_EXTRAIT DU TEXTE:_
□ □ □ □ □ □ □

Pierre-Joseph Proudhon – Du principe de l’art et de sa destination sociale
Les halles centrales ont causé grand scandale dans la gent[1] académique, élèves et maîtres. Là, en effet, pas, de colonnes, pas de pilastres, pas de corniches, pas d’attiques ; ni chapiteaux, ni modillons, ni cartouches, ni statues, ni bas-reliefs ; de la pierre dans les fondations, du fer depuis le sol jusqu’à la couverture, une toiture de verre et de zinc : rien de tout cela n’a été prévu par l’Institut et l’École. Aussi les halles sont-elles un monument de la barbarie ; un vol fait aux artistes pour lesquels les travaux de la ville et de l’État sont une propriété ; un détournement de commande au profit des modestes dessinateurs, modeleurs et fondeurs de l’usine de Mazières.
Mais le public s’est rangé du côté des industriels contre les artistes, et il a eu raison. L’idéal d’un marché, où s’entassent des matières promptement putrescibles[2], serait qu’il fût à ciel ouvert ; l’inclémence[3] de notre climat ne le permettant pas, le mieux serait que la couverture fût en quelque sorte suspendue par une attache en haut, comme une lampe au plafond ; le point d’appui manquant encore de ce côté, les colonnes destinées à soutenir le toit doivent tenir aussi peu de place que possible ; beaucoup d’air, beaucoup d’eau, tel était le programme utilitaire, sanitaire. L’ingénieur des balles centrales l’a compris : rien de trop dans son monument ; il n’a cherché que le simple, et il a trouvé le grandiose. Que les académiciens préfèrent un entassement de pierres, plus ou moins symétrique, sans air, sans lumière, avec le typhus en permanence, comme dans l’espèce de bastille ou de prison qui subsiste encore en face de l’église Saint-Eustache, ou les autres marchés de Paris clôturés de murs : le public sait maintenant ce que peut et doit être un monument d’utilité publique, et il ne sera plus dupe des charlatans de la forme et de l’idéal, sans conscience et sans idée.
Le but de l’art est de nous apprendre à mêler l’agréable à l’utile dans toutes les choses de notre existence ; d’augmenter ainsi pour nous la commodité des objets, et par là d’ajouter à notre propre dignité.
Questions :
- Montrez en quoi l’ironie déployée contre « la gent académique », indique que, pour Proudhon, leur jugement concernant les bâtiments contemporains est dépassé.
- Comment Proudhon justifie-t-il la modernité des Halles centrales de Paris ?

□ □ □ □ □ □ □

_DONNÉES FOURNIES:_
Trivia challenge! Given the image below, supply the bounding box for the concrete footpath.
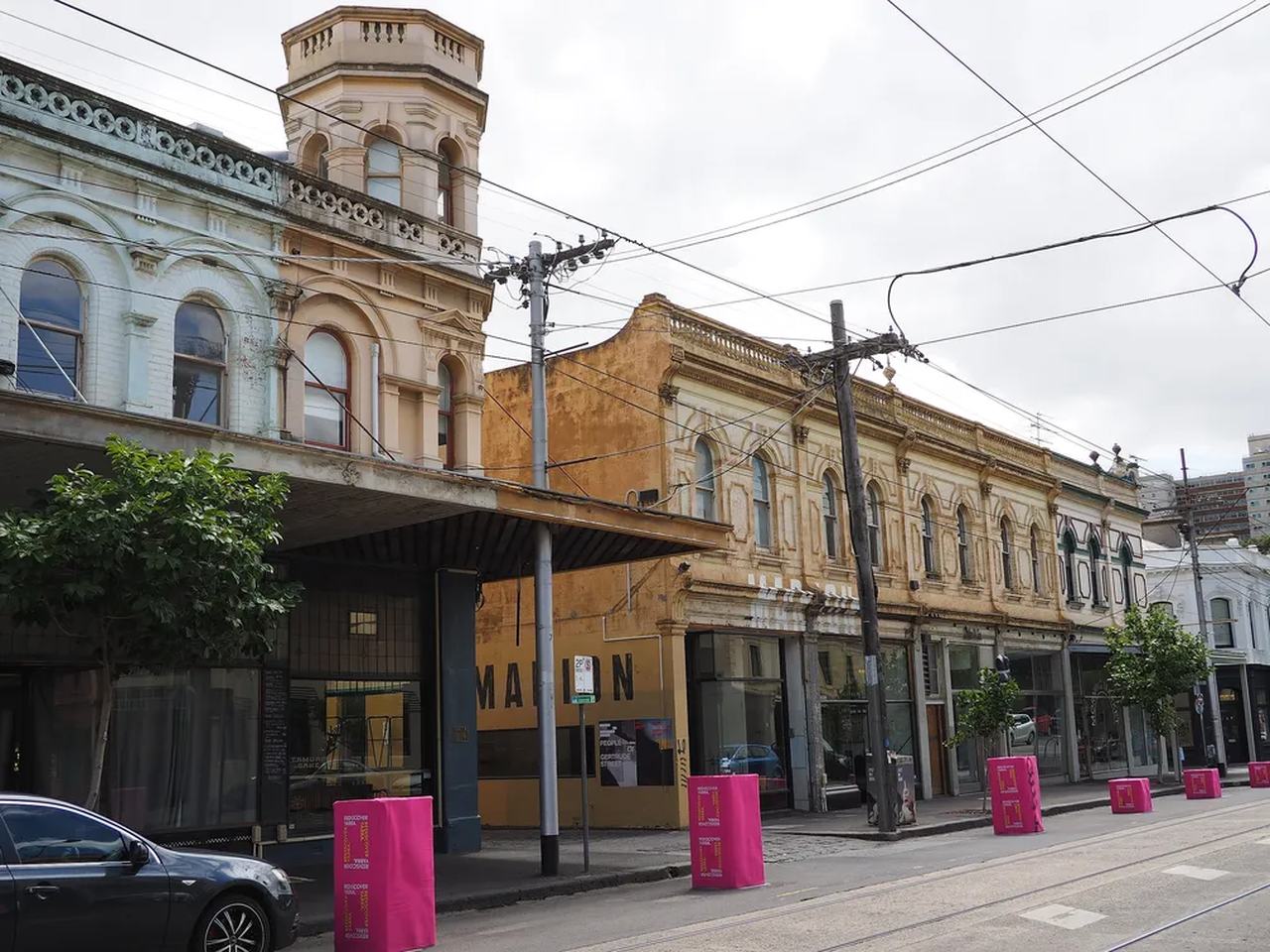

□ □ □ □ □ □ □

_LISTE DES CONSIGNES:_
1 – Recopiez, dans l'extrait sur les halles centrales, tout ce qui va de « Le but de l’art » jusqu'à « contemporains est dépassé. ».
2 – D'après l'extrait sur les halles centrales, quels matériaux entrent dans la construction des halles ?

_CORRIGÉ:_
1 –
Le but de l’art est de nous apprendre à mêler l’agréable à l’utile dans toutes les choses de notre existence ; d’augmenter ainsi pour nous la commodité des objets, et par là d’ajouter à notre propre dignité.
Questions :
- Montrez en quoi l’ironie déployée contre « la gent académique », indique que, pour Proudhon, leur jugement concernant les bâtiments contemporains est dépassé.

2 – la pierre, le fer, le verre, le zinc